[Entries from a dataset]

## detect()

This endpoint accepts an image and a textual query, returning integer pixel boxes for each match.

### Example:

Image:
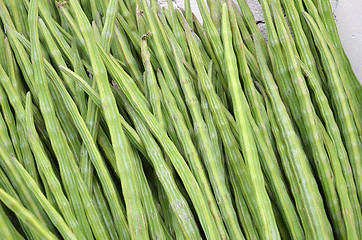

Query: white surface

[170,0,362,83]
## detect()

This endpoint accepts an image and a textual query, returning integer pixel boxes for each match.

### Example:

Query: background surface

[165,0,362,83]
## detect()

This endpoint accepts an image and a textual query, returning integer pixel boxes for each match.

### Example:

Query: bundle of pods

[0,0,362,240]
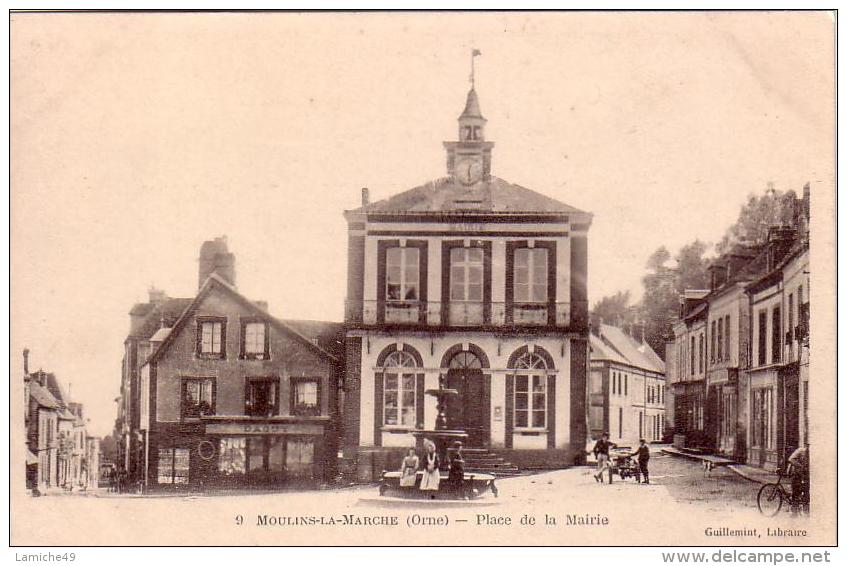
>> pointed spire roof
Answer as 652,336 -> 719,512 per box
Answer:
459,88 -> 482,119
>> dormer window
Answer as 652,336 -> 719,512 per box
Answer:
241,319 -> 270,360
196,317 -> 226,360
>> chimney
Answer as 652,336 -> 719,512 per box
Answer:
709,262 -> 728,291
197,236 -> 235,289
147,285 -> 168,305
767,226 -> 797,271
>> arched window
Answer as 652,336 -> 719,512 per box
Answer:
512,352 -> 547,428
383,351 -> 417,427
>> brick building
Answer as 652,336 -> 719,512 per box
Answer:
343,85 -> 591,479
123,238 -> 340,490
588,324 -> 667,446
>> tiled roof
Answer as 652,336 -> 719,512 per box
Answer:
282,319 -> 344,359
38,372 -> 68,407
29,381 -> 61,409
589,334 -> 629,364
356,177 -> 583,214
600,324 -> 665,373
147,273 -> 338,363
130,298 -> 193,340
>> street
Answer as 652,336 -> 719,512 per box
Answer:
12,453 -> 829,545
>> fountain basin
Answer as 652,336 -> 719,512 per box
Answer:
379,471 -> 497,500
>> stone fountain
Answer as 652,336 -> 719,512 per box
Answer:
379,382 -> 497,502
412,387 -> 468,472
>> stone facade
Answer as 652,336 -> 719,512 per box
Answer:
343,86 -> 591,479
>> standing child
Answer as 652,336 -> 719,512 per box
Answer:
420,438 -> 441,497
632,438 -> 650,483
594,432 -> 617,483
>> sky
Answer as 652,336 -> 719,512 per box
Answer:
10,12 -> 834,435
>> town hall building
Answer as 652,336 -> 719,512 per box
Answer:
341,84 -> 592,480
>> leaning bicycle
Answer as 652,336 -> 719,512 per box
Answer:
756,469 -> 809,517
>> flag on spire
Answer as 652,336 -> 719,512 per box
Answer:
471,49 -> 482,88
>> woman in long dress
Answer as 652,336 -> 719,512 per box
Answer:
421,440 -> 441,491
400,448 -> 419,487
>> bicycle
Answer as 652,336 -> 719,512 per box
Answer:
756,469 -> 809,517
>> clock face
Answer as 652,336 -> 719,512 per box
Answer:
454,155 -> 482,185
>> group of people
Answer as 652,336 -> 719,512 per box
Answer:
400,439 -> 465,491
593,432 -> 650,484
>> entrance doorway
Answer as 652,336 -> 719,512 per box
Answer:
445,352 -> 489,448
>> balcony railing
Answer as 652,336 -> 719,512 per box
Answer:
346,301 -> 587,328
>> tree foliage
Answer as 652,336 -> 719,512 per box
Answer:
715,188 -> 799,255
591,187 -> 801,364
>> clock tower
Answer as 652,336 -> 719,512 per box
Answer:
444,87 -> 494,186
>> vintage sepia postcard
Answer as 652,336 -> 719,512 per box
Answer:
9,11 -> 837,552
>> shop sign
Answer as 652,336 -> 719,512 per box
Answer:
206,423 -> 323,435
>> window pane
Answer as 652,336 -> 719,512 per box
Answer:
515,393 -> 529,410
403,373 -> 415,392
468,266 -> 482,283
385,283 -> 400,301
515,283 -> 529,303
174,448 -> 190,483
212,322 -> 223,354
200,379 -> 212,405
515,248 -> 529,271
385,248 -> 403,273
515,375 -> 529,392
515,411 -> 529,427
403,284 -> 418,301
385,406 -> 398,425
532,249 -> 547,280
532,393 -> 545,411
157,448 -> 173,483
385,391 -> 398,409
532,411 -> 545,427
385,373 -> 397,391
532,374 -> 548,393
185,379 -> 200,405
450,279 -> 465,301
403,391 -> 415,411
532,282 -> 547,303
401,406 -> 415,427
200,322 -> 212,352
247,438 -> 265,472
268,436 -> 285,472
295,381 -> 318,406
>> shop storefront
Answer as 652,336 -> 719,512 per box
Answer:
149,417 -> 325,489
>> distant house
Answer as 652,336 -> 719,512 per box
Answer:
670,289 -> 709,447
24,350 -> 61,492
24,350 -> 96,493
589,324 -> 667,445
121,239 -> 342,490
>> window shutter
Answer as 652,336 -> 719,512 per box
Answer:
506,375 -> 515,448
374,373 -> 385,446
415,373 -> 426,429
316,377 -> 329,415
547,375 -> 556,449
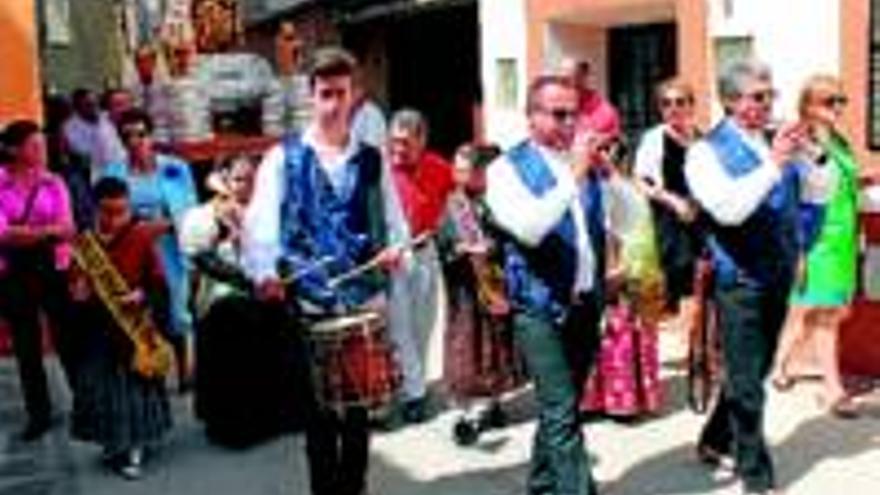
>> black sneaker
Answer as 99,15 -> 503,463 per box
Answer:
18,419 -> 52,442
401,398 -> 428,424
113,449 -> 144,481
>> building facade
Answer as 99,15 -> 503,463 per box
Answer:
0,0 -> 42,123
480,0 -> 880,170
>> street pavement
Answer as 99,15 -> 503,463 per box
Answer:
0,334 -> 880,495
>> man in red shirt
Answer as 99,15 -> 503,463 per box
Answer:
560,59 -> 621,143
388,110 -> 454,236
387,109 -> 454,423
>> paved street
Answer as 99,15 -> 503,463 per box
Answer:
0,338 -> 880,495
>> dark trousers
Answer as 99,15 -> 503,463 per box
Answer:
0,271 -> 76,422
514,296 -> 599,495
306,407 -> 370,495
699,284 -> 789,491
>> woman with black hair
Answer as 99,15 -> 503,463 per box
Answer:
0,120 -> 75,441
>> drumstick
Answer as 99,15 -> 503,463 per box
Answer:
281,256 -> 336,285
327,232 -> 433,288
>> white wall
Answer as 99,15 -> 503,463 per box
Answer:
480,0 -> 528,147
709,0 -> 840,118
545,22 -> 608,94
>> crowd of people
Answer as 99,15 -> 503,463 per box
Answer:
0,42 -> 859,495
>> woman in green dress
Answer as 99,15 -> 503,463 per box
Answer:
773,76 -> 859,417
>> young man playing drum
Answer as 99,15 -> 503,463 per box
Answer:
243,48 -> 399,495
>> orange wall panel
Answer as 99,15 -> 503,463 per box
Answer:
0,0 -> 42,123
840,0 -> 880,167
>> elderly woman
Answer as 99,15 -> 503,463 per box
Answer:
103,109 -> 196,390
635,79 -> 701,331
773,76 -> 859,417
0,121 -> 75,441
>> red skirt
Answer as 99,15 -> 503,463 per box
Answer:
443,287 -> 525,401
580,304 -> 663,417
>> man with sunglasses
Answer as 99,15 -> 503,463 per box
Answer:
486,75 -> 626,495
685,61 -> 823,494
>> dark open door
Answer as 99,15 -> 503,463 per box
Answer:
608,23 -> 678,144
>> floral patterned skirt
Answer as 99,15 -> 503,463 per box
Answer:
580,303 -> 663,417
443,287 -> 526,401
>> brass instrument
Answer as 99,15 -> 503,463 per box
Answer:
73,232 -> 174,379
687,256 -> 723,414
467,254 -> 510,316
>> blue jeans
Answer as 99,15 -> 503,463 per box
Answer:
514,297 -> 599,495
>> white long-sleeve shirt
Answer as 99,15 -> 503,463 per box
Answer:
486,140 -> 634,292
63,113 -> 128,181
242,130 -> 360,283
684,121 -> 829,225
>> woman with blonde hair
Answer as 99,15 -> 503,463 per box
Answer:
772,75 -> 859,417
634,78 -> 702,335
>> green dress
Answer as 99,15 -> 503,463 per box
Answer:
794,134 -> 858,307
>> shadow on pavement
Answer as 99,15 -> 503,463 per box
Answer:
612,415 -> 880,495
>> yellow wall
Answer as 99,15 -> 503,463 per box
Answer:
0,0 -> 42,123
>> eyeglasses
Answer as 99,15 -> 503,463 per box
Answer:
660,96 -> 694,109
122,127 -> 150,141
816,95 -> 849,108
740,89 -> 776,105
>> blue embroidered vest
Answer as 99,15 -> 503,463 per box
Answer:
706,120 -> 801,291
503,141 -> 605,321
281,135 -> 385,311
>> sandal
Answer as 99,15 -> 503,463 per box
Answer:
828,395 -> 859,419
770,374 -> 795,392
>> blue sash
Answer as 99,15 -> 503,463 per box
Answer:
706,120 -> 802,287
504,141 -> 605,320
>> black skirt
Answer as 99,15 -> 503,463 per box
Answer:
72,304 -> 172,453
653,205 -> 702,311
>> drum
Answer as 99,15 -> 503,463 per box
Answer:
308,312 -> 400,412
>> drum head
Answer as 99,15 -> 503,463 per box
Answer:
310,311 -> 381,333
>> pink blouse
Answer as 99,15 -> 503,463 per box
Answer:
0,167 -> 73,272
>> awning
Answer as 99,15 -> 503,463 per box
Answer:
334,0 -> 477,24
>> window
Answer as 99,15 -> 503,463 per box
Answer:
868,0 -> 880,151
715,36 -> 754,76
495,58 -> 519,110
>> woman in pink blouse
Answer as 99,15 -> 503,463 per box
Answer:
0,121 -> 75,441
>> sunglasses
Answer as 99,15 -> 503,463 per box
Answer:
816,95 -> 849,108
660,96 -> 694,109
741,89 -> 776,105
541,108 -> 577,124
122,127 -> 150,141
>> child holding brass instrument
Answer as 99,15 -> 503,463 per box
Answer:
70,178 -> 172,479
438,145 -> 523,445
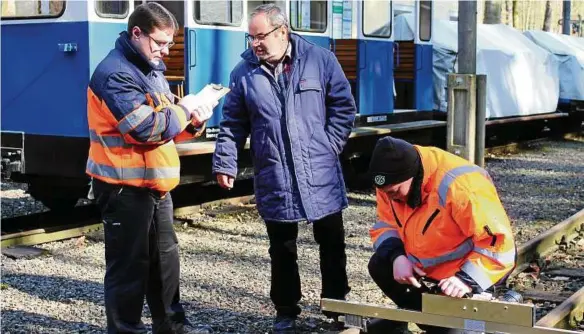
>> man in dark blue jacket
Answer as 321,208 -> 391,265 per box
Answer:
213,4 -> 356,333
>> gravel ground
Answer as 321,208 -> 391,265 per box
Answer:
1,138 -> 584,333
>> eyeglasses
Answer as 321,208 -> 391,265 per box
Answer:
245,25 -> 281,43
146,35 -> 175,52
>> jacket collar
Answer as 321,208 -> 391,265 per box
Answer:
241,33 -> 314,65
116,31 -> 166,73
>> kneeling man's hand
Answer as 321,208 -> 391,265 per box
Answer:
438,276 -> 472,298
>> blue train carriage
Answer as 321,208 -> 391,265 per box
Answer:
1,0 -> 134,209
1,0 -> 436,209
178,0 -> 445,175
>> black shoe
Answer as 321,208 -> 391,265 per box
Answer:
272,316 -> 296,334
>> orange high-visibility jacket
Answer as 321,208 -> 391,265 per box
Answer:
370,145 -> 516,290
86,32 -> 202,193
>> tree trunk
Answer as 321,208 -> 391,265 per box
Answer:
505,0 -> 513,26
543,0 -> 552,31
483,0 -> 501,24
511,0 -> 519,28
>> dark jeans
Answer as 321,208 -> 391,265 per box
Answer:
93,179 -> 185,333
266,212 -> 350,317
369,254 -> 466,334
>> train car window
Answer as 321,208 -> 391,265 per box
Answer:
362,0 -> 391,38
392,0 -> 416,41
290,0 -> 328,32
1,0 -> 65,20
420,1 -> 432,42
95,0 -> 130,19
195,0 -> 243,26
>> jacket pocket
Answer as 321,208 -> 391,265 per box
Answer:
298,78 -> 322,92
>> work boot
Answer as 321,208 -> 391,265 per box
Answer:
367,319 -> 410,334
174,320 -> 213,334
272,315 -> 296,334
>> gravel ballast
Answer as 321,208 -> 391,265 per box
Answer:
1,139 -> 584,333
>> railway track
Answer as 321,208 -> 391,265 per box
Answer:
321,209 -> 584,334
509,209 -> 584,330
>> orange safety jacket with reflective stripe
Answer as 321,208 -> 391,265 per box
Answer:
86,32 -> 202,193
370,145 -> 516,290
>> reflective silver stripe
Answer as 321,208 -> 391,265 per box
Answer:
148,113 -> 166,141
473,246 -> 515,264
408,238 -> 474,268
87,159 -> 180,180
373,220 -> 393,230
460,261 -> 494,290
118,105 -> 154,135
438,165 -> 491,207
89,130 -> 132,148
373,230 -> 401,250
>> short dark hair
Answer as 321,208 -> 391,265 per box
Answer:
128,2 -> 178,35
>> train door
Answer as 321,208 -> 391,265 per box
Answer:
357,0 -> 394,124
287,0 -> 332,49
0,0 -> 90,185
184,0 -> 247,138
87,0 -> 134,75
393,0 -> 433,112
414,0 -> 434,111
141,0 -> 186,97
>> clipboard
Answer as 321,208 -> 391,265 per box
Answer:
196,83 -> 231,105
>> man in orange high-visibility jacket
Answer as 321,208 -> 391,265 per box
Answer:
86,3 -> 219,333
369,137 -> 516,333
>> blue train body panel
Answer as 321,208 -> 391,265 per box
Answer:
1,22 -> 90,137
357,40 -> 393,116
185,28 -> 247,129
300,34 -> 331,50
414,44 -> 434,111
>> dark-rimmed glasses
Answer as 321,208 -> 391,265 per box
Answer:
146,34 -> 175,52
245,25 -> 281,44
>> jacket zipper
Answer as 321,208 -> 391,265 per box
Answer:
422,209 -> 440,235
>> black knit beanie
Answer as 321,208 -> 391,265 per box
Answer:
369,136 -> 420,187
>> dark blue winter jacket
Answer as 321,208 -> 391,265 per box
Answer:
213,34 -> 356,222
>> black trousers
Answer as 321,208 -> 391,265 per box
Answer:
266,212 -> 350,317
369,254 -> 465,334
93,179 -> 185,333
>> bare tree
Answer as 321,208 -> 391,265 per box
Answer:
483,0 -> 501,24
543,0 -> 552,31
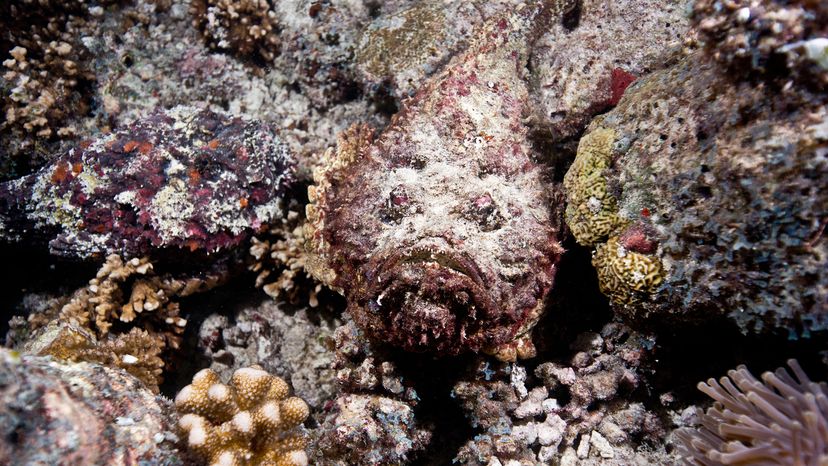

Instruction:
Update the rows, starting at the top and going through the line with "471,49 -> 482,88", by replacing "brick building" with "red brick building" and keeping everything else unchanged. Omit the pictures from your answer.

Exercise answer:
## detect()

This endpoint accepts an image and a textual query, returning integer pixel boxes for each match.

### Example:

Image:

Query: white surface

[170,0,362,83]
## detect()

This endpoint accepts an image and a textual query, returning integer pixel boxes for each match.

### Example:

Query: background surface

[165,0,362,83]
## detect()

This endpoint accepts an image and a textual query, returning integer pixel boxes for each match.

### Example:

Query: bundle of pods

[0,0,362,240]
>> pointed spire roof
Answer as 652,336 -> 719,512 per box
Answer:
459,88 -> 482,119
>> dormer window
Answer as 652,336 -> 719,512 per box
Answer:
241,319 -> 270,360
196,317 -> 226,360
>> chimney
Answer as 652,336 -> 719,512 per box
Answer:
709,262 -> 728,291
197,236 -> 235,289
147,285 -> 168,305
767,226 -> 797,271
>> arched window
Answer as 652,336 -> 719,512 per box
Answer:
512,352 -> 547,428
383,351 -> 417,427
>> red brick building
Answer as 652,336 -> 719,512 per box
Answer:
343,85 -> 591,479
123,238 -> 340,490
588,324 -> 667,446
>> tiled roof
Answer as 652,336 -> 719,512 per box
Answer:
282,319 -> 344,359
38,372 -> 68,407
29,381 -> 61,409
589,334 -> 629,364
356,177 -> 583,214
600,324 -> 665,373
147,273 -> 338,363
130,298 -> 193,340
>> street
Answer as 652,336 -> 719,512 per box
Answer:
12,453 -> 829,545
>> fountain basin
Answer as 652,336 -> 719,512 per box
Answer:
379,471 -> 497,500
>> stone fountain
Answer as 652,336 -> 719,512 per box
Answer:
379,382 -> 497,502
412,387 -> 468,472
>> stone facade
Answer as 652,336 -> 719,512 per box
Answer:
343,86 -> 591,479
>> standing child
Answer as 652,336 -> 719,512 per box
Answer:
420,438 -> 441,497
632,438 -> 650,483
594,432 -> 617,483
>> sky
Answer as 652,336 -> 719,512 per box
Answer:
10,12 -> 834,435
>> town hall building
Answer as 652,336 -> 719,512 per box
Answer:
341,84 -> 592,480
>> leaning bicycle
Answer as 652,336 -> 719,512 per box
Answer:
756,469 -> 809,517
>> flag on spire
Answer as 652,336 -> 719,512 per box
Answer:
471,49 -> 482,88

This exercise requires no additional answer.